= Task requirements =
Count how many lines of the data contain the word "ceiling", and give only that number.

(Dataset records)
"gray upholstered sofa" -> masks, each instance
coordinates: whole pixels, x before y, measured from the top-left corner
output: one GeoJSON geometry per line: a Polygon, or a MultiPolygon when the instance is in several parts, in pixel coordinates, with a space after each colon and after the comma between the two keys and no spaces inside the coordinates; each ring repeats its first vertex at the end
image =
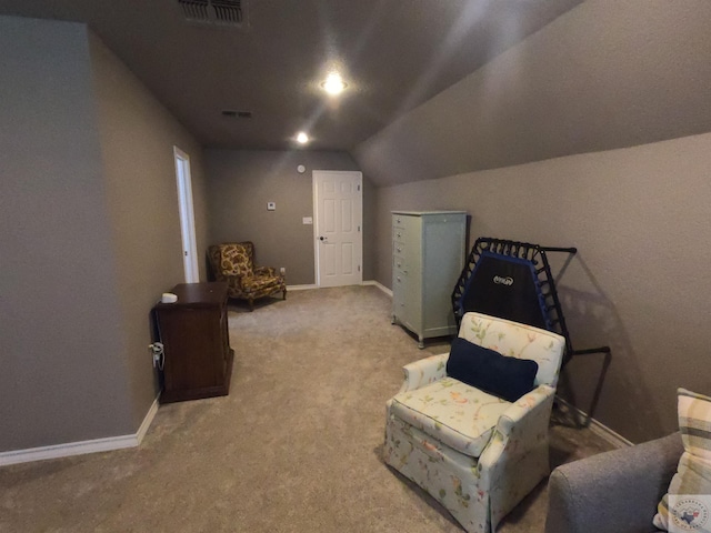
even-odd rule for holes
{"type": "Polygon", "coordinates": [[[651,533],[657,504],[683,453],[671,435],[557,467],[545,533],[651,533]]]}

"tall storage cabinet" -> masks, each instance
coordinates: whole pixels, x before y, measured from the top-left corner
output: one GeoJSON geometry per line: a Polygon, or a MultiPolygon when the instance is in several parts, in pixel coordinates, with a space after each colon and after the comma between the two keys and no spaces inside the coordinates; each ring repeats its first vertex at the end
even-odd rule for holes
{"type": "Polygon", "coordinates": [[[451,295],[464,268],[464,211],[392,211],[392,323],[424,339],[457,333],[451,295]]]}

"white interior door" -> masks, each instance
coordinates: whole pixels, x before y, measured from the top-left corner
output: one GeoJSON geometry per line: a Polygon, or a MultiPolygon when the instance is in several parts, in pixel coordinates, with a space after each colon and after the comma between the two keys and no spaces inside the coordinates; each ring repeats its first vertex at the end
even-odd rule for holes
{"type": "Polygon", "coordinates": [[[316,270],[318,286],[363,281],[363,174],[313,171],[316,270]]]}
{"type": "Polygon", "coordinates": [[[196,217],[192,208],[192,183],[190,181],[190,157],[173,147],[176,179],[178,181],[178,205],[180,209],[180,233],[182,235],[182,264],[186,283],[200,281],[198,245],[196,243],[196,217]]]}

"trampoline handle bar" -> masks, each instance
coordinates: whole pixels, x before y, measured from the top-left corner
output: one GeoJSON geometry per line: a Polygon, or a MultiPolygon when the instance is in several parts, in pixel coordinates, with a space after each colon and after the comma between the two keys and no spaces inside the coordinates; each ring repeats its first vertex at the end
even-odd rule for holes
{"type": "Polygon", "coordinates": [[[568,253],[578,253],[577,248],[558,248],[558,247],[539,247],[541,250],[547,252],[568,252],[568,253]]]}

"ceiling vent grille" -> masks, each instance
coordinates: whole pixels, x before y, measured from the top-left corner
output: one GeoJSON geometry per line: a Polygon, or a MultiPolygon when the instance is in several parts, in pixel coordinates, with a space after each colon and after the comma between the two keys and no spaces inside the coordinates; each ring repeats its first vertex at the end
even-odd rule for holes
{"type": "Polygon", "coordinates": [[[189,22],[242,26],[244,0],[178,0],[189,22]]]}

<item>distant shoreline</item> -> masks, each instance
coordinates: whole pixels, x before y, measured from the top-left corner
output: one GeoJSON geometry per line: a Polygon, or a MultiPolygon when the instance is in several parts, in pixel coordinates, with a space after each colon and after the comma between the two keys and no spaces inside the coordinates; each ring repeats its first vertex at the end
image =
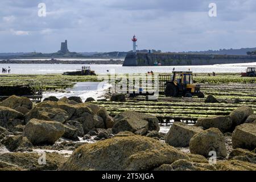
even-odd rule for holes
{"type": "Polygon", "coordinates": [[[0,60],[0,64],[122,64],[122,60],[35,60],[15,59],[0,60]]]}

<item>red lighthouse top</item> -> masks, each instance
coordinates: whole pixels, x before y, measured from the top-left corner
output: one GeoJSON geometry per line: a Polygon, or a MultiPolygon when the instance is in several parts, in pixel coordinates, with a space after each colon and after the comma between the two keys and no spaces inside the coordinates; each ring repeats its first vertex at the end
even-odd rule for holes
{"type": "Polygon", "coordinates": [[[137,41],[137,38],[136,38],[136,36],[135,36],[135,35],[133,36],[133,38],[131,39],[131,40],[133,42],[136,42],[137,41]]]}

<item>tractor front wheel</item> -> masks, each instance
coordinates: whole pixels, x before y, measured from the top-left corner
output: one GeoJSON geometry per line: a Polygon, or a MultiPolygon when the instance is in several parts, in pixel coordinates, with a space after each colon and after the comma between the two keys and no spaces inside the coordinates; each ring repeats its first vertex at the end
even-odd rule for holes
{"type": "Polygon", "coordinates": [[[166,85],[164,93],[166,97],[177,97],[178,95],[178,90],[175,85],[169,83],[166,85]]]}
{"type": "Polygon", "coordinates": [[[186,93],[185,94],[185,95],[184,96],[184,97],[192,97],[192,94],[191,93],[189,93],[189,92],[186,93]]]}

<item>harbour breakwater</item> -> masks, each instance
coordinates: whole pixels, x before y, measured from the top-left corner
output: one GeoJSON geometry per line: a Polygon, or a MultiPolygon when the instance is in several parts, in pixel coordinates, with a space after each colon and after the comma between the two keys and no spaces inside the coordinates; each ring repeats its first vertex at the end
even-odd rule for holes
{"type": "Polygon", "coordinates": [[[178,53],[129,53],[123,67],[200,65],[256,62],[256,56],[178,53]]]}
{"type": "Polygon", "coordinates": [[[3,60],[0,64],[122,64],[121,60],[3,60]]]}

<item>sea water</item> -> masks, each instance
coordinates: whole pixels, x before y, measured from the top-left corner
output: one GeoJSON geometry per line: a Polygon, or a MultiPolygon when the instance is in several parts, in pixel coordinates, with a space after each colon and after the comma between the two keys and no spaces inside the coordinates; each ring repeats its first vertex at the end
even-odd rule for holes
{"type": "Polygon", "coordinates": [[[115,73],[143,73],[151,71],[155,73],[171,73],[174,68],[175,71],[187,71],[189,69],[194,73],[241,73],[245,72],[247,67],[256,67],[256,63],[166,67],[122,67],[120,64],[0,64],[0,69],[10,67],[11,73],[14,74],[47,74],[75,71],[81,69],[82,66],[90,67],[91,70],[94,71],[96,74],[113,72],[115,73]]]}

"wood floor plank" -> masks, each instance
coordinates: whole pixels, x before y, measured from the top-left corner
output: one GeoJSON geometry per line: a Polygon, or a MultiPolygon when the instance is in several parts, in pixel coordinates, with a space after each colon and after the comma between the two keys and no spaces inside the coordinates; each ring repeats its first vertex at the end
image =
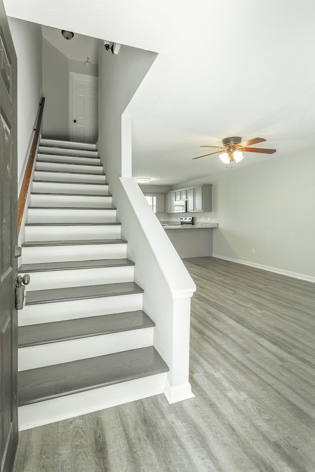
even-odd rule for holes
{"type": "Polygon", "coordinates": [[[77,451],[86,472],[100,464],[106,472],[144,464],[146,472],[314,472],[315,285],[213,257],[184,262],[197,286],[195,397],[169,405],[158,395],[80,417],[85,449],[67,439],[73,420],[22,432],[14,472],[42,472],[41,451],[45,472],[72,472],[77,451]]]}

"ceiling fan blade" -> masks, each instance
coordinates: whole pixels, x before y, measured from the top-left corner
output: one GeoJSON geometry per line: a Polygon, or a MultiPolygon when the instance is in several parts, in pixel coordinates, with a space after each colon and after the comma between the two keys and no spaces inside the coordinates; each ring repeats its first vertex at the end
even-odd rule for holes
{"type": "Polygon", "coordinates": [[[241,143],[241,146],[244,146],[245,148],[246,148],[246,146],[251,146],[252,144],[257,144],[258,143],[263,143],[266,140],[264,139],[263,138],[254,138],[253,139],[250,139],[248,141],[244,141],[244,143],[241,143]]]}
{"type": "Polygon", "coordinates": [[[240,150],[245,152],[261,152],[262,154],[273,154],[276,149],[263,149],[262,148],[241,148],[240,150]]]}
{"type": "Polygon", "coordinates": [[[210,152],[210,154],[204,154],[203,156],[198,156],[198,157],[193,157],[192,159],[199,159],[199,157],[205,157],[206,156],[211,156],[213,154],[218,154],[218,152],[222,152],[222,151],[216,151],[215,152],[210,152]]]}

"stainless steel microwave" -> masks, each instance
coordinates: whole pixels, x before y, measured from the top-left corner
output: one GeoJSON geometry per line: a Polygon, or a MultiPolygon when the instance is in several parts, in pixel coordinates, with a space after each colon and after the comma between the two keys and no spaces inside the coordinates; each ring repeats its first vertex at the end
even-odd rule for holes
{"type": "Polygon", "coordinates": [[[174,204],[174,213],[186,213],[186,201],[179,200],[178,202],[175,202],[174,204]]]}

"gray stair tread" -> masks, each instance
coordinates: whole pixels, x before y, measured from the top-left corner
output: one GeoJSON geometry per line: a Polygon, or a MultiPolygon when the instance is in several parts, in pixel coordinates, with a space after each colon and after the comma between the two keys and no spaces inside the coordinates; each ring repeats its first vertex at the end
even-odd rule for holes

= Task result =
2